* EXCERTO DA PÁGINA:

Embora os preços do gás tenham caído, recentemente, devido a temperaturas anormalmente quentes para a época, a um alto nível de armazenamento e a uma procura inferior ao normal, uma vaga de frio no inverno poderia, rapidamente, causar problemas.

"É como caminhar sobre um arame entre dois edifícios muito altos. Há um caminho que nos leva de um lado para o outro, mas não há muita margem para erros", disse Jack Sharples, investigador do Instituto de Estudos Energéticos de Oxford.

Eis um olhar sobre a razão pela qual os governos têm instado os consumidores a reduzir a procura e os piores cenários que se estão a preparar para este inverno.

O gás como uma arma política

A Europa enfrenta duas crises que estão interligadas: uma crise do gás e uma crise da eletricidade.

* ENTRADAS:
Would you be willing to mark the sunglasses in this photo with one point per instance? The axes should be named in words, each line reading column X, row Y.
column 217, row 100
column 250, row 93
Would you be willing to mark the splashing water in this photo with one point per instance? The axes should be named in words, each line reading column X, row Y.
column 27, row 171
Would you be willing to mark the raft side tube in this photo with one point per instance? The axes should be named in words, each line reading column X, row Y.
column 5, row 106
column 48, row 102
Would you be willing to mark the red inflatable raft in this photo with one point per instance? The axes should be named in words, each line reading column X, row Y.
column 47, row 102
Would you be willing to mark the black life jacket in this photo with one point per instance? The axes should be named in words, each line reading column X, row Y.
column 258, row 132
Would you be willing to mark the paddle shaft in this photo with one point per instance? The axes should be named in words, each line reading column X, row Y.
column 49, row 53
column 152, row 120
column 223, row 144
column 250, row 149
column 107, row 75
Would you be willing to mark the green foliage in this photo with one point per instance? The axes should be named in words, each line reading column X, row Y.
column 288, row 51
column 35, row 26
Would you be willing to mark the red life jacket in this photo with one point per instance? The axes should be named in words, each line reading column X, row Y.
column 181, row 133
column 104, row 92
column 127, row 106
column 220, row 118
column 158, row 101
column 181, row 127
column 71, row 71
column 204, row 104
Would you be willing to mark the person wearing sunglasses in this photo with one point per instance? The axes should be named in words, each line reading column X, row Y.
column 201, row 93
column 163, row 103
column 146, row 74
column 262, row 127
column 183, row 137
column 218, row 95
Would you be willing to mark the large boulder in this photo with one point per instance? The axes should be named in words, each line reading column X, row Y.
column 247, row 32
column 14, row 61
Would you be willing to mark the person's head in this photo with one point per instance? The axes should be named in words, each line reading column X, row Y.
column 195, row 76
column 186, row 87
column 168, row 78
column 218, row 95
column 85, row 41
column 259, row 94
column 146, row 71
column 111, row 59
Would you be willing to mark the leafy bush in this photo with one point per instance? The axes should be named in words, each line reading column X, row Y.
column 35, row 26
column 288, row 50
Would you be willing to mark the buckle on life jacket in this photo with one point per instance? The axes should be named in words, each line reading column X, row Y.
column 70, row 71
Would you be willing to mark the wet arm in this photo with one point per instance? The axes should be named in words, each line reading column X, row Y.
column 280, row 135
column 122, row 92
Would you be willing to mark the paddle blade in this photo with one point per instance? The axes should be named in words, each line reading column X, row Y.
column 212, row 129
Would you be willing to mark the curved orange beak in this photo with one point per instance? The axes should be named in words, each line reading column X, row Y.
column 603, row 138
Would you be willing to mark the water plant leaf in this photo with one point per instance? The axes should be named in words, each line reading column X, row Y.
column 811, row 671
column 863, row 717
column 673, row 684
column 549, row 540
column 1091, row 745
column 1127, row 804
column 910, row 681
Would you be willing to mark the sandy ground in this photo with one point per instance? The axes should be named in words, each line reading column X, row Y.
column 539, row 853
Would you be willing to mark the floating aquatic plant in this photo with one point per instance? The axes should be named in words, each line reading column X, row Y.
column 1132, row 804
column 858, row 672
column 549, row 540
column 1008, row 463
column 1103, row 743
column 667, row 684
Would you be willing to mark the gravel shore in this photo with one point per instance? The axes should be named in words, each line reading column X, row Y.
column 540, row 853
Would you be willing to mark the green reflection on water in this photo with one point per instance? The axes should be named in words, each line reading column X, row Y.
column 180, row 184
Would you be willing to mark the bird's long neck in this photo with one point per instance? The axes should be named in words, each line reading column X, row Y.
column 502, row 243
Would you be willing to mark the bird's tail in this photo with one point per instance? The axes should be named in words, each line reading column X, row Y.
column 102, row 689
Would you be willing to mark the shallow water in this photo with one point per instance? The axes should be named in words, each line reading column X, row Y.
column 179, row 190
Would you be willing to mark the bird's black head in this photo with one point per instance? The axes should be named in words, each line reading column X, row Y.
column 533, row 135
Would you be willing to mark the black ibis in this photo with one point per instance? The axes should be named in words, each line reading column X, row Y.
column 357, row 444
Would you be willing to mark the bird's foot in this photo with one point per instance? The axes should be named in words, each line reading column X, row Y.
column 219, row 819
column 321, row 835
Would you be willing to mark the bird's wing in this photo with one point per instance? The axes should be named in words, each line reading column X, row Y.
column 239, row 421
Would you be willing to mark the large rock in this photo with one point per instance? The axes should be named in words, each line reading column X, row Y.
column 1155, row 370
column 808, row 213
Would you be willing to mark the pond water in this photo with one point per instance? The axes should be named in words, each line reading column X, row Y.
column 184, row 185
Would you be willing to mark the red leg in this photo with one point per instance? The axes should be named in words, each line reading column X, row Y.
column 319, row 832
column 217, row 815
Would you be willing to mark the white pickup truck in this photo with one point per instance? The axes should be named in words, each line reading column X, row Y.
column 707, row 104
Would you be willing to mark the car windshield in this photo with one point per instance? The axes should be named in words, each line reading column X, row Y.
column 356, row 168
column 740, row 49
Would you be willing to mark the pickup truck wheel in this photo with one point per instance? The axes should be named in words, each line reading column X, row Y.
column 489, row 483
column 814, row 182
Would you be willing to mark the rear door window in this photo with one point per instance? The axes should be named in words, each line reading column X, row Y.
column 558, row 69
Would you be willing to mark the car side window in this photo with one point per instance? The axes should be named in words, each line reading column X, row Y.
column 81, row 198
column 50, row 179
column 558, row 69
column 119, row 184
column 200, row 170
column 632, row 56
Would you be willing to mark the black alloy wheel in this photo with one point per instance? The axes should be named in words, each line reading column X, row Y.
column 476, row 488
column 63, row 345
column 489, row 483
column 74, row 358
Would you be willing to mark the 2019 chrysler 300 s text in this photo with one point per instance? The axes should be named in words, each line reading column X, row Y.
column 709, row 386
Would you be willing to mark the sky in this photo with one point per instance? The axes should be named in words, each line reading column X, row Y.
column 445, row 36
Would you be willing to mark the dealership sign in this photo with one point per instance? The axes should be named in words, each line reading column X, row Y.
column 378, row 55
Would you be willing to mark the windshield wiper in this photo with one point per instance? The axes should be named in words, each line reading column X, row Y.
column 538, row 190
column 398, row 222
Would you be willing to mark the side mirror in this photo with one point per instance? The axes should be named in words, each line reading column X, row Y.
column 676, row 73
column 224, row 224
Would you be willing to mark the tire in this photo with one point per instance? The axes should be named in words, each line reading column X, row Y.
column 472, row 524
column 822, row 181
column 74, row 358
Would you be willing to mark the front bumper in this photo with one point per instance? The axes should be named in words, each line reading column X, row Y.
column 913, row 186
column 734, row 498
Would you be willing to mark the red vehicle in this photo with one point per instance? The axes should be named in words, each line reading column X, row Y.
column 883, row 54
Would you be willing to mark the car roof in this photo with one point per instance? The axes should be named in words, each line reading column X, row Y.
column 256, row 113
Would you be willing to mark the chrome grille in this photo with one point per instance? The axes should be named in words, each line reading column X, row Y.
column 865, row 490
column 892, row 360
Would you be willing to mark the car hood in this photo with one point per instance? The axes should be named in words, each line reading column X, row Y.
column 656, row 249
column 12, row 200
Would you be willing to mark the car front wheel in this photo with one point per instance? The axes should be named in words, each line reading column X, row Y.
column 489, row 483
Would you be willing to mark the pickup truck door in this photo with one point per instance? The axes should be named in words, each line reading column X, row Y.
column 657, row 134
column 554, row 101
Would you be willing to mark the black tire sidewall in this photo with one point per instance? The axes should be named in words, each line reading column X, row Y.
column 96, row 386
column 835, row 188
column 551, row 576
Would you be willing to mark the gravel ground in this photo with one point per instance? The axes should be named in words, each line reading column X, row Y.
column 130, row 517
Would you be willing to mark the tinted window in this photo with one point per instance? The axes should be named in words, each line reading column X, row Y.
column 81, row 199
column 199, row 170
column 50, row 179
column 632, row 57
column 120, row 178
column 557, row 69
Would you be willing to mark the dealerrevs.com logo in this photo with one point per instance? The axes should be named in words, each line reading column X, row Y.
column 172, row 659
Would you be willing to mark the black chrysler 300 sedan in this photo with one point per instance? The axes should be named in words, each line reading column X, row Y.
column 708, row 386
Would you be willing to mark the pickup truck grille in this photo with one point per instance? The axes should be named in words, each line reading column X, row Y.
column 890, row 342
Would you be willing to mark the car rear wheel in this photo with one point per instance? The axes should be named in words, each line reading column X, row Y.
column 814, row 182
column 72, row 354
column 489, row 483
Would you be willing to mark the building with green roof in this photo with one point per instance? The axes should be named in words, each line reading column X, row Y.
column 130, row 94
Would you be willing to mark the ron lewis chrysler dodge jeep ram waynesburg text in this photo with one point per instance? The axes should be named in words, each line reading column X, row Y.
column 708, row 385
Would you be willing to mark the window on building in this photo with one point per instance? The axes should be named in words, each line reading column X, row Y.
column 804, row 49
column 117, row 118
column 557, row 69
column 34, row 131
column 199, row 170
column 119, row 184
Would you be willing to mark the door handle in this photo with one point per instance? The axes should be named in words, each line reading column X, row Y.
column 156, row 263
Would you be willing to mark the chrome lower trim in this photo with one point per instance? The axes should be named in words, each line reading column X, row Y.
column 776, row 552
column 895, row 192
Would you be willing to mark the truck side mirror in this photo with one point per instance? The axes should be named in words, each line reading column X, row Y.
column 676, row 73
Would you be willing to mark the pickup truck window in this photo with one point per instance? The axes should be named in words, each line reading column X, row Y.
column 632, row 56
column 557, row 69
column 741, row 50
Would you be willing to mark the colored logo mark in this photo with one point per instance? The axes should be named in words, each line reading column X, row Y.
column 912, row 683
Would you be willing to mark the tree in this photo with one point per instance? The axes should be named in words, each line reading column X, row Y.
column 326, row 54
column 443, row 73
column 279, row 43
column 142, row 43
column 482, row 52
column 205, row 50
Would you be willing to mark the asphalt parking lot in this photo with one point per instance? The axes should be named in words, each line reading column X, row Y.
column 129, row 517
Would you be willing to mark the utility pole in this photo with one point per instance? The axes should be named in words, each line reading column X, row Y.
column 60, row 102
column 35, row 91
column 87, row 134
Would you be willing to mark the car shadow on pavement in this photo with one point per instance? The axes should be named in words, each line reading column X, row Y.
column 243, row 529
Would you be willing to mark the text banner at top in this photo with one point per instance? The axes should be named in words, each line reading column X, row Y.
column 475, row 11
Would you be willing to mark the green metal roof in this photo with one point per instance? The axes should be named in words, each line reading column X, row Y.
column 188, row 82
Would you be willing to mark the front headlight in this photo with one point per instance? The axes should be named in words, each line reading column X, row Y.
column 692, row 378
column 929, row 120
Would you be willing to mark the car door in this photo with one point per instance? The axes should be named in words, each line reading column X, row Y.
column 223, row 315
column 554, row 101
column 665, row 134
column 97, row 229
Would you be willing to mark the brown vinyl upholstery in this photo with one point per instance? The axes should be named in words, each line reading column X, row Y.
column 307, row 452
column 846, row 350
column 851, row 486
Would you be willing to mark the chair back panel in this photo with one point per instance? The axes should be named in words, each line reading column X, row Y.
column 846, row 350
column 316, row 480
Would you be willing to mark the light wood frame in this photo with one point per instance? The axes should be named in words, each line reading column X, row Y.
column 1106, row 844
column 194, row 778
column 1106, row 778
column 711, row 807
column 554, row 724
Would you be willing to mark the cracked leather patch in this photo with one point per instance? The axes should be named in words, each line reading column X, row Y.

* EXERCÍCIOS:
1. Reescreva de forma mais breve o parágrafo do excerto da página que começa por «Embora os preços do gás», conservando os factos principais.
2. Segundo o excerto da página, que duas crises interligadas enfrenta a Europa?
As linhas não têm qualquer papel nesta atividade.

* RESPOSTAS:
1. Os preços do gás desceram recentemente devido a temperaturas invulgarmente quentes, a um armazenamento elevado e a uma procura abaixo do normal, mas uma vaga de frio no inverno poderia depressa causar problemas.

2. Uma crise do gás e uma crise da eletricidade.